Given task: Please rewrite all of the rows below, replacing "instance" with "object" everywhere and changing nothing else.

— start Dataset extract —

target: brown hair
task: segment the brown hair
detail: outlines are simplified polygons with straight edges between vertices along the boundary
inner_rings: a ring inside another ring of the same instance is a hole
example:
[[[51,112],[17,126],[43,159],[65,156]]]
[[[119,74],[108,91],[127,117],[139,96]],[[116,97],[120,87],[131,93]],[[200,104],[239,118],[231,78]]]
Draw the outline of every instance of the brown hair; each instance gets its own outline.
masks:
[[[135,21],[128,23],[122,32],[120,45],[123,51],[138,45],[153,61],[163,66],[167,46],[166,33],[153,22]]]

— end Dataset extract —

Answer below:
target: brown hair
task: segment the brown hair
detail: outlines are simplified polygons with straight edges between vertices along the boundary
inner_rings: a ring inside another ring of the same object is a hole
example:
[[[51,112],[17,126],[43,159],[65,156]]]
[[[119,74],[108,91],[127,117],[139,96]],[[116,97],[120,87],[131,93]],[[200,104],[239,118],[231,78]]]
Draw the outline of every object of the brown hair; each object gets its own outline.
masks:
[[[135,21],[128,23],[122,32],[120,45],[123,51],[138,45],[153,61],[163,66],[167,46],[166,33],[153,22]]]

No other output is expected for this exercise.